Records =
• • • •

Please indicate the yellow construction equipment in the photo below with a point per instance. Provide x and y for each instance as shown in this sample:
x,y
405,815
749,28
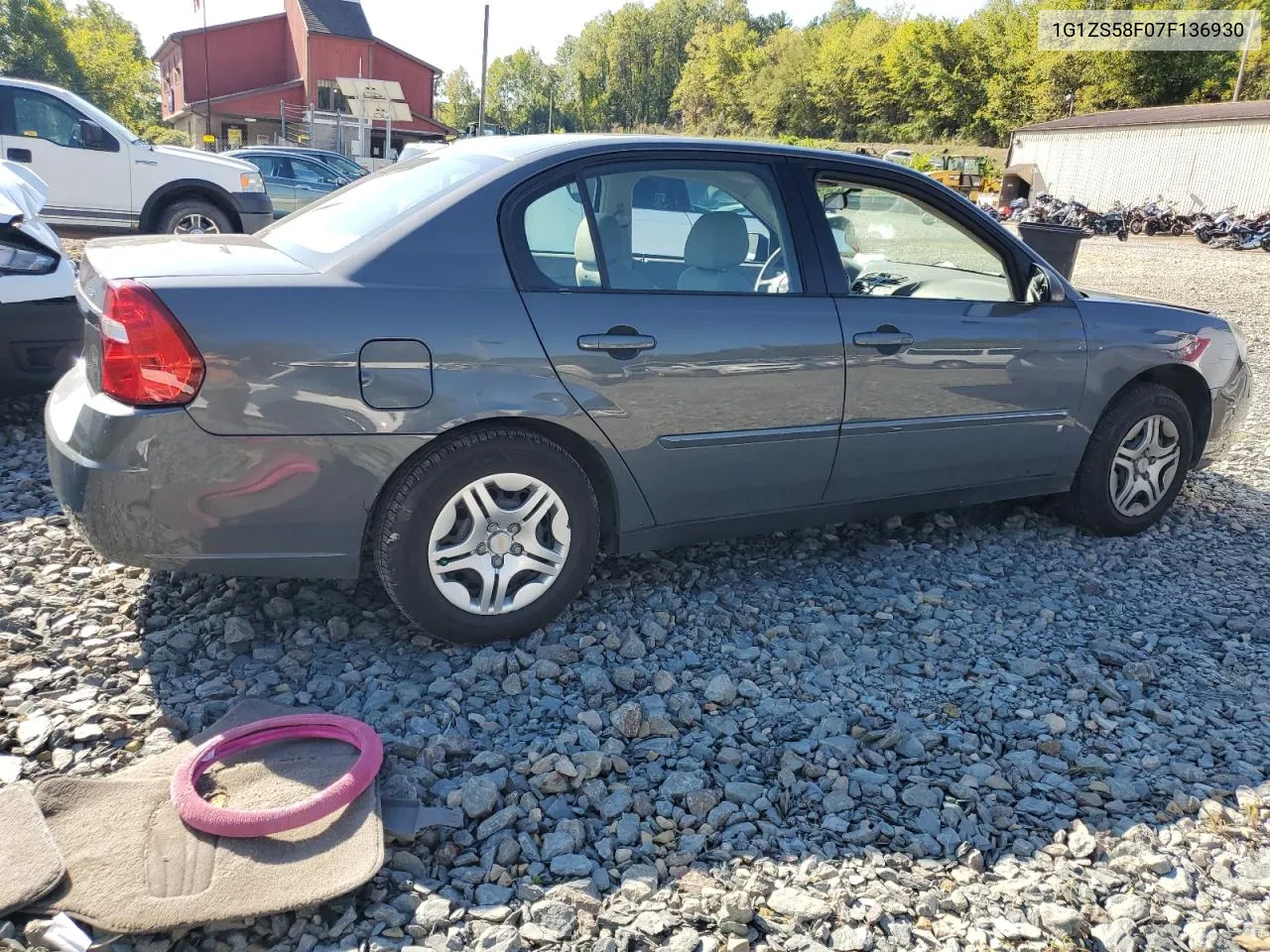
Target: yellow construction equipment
x,y
962,173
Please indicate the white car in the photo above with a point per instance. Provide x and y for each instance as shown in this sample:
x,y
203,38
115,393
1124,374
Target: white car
x,y
41,325
413,150
102,177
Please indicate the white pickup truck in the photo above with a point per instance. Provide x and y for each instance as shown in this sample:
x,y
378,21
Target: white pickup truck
x,y
103,178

• • • •

Task statement =
Return all the rows above unchanged, line for line, and leave out the pictures.

Task answer =
Please indicate the yellow construction equipment in the photo below with a point per instance. Provide x and y for each instance as shown in this sample:
x,y
405,815
749,28
Target: yellow construction equipment
x,y
962,173
Please indicate the white car in the photo above with a point per instance. Provide x and y for each instance as shown in this sample:
x,y
203,38
115,393
1124,374
Target: white car
x,y
41,325
413,150
102,177
Please indicate the white pickup truck in the photo above with a point per instance. Provide x and y for each instance as shown in this sample:
x,y
378,21
Target: white pickup truck
x,y
103,178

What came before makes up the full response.